→ **Exercise**:
List every date given in the abstract on arterial elasticity and left ventricular mass in rats, with the event each one marks.

[Study text]

A new technique for the study of the impact of arterial elasticity on left ventricular mass in rats. Amin, Fatiha, Nathalie Niederhoffer, Rabelais Tatchum-Talom, Touria Makki, Joel Guillou, Pierre Tankosic, and Jeffrey Atkinson. Laboratoire de Pharmacologie Cardio-vasculaire, Facult de Pharmacie, UHP Nancy 1, 5 rue Albert Lebrun, 54000 Nancy, Laboratoires Thraplix, 46-52 rue Albert, 75640 Paris CEDEX 13, and INSERM U308, 38 rue Lionnois, 54000 Nancy, France
APStracts 2:0388H, 1995.
We investigated possible links between left ventricular mass and central arterial elasticity in the adult spontaneously hypertensive rat (SHR) and in a subgroup of SHR in which blood pressure was normalized by chronic antihypertensive drug treatment; results were compared to those of age-matched normotensive WKY rats. Two indices of arterial elasticity, based on the measurement of aortic pressure pulse wave velocity, were used. Firstly the slope relating carotidofemoral pulse wave velocity to blood pressure in the phenylephrine-infused pithed preparation was used as a pressure -independent index of wall elasticity. Secondly, in order to account for hypertension- and treatment-induced aortic remodeling, elastic modulus was determined from the pulse wave velocity recorded when blood pressure reached that measured in awake animals prior to anesthesia and pithing, together with values for wall thickness and lumen diameter evaluated by histomorphometric analysis following in situ fixation at the same pressure. In control SHR regression ANOVA revealed significant correlations between left ventricular mass and both wave velocity / pressure slope and elastic modulus. Chronic antihypertensive treatment normalized all three parameters. In conclusion, this new technique provides experimental evidence of a link between left ventricular mass and central arterial elasticity.

Received 5 June 1995; accepted in final form 23 August 1995.
APS Manuscript Number H511-5.
Article publication pending Am. J. Physiol. (Heart Circ. Physiology).
ISSN 1080-4757 Copyright 1995 The American Physiological Society.
Published in APStracts on 23 September 1995.

[/Study text]
[Data below]

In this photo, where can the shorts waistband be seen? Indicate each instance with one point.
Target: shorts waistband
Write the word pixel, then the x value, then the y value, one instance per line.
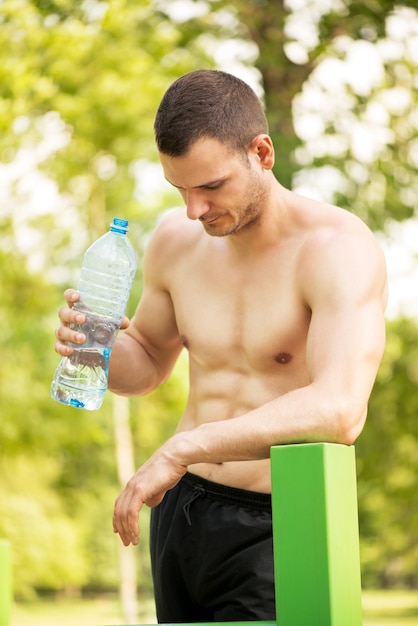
pixel 228 495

[/Data below]

→ **Task result**:
- 5 June 1995: received
- 23 August 1995: accepted in final form
- 23 September 1995: published in APStracts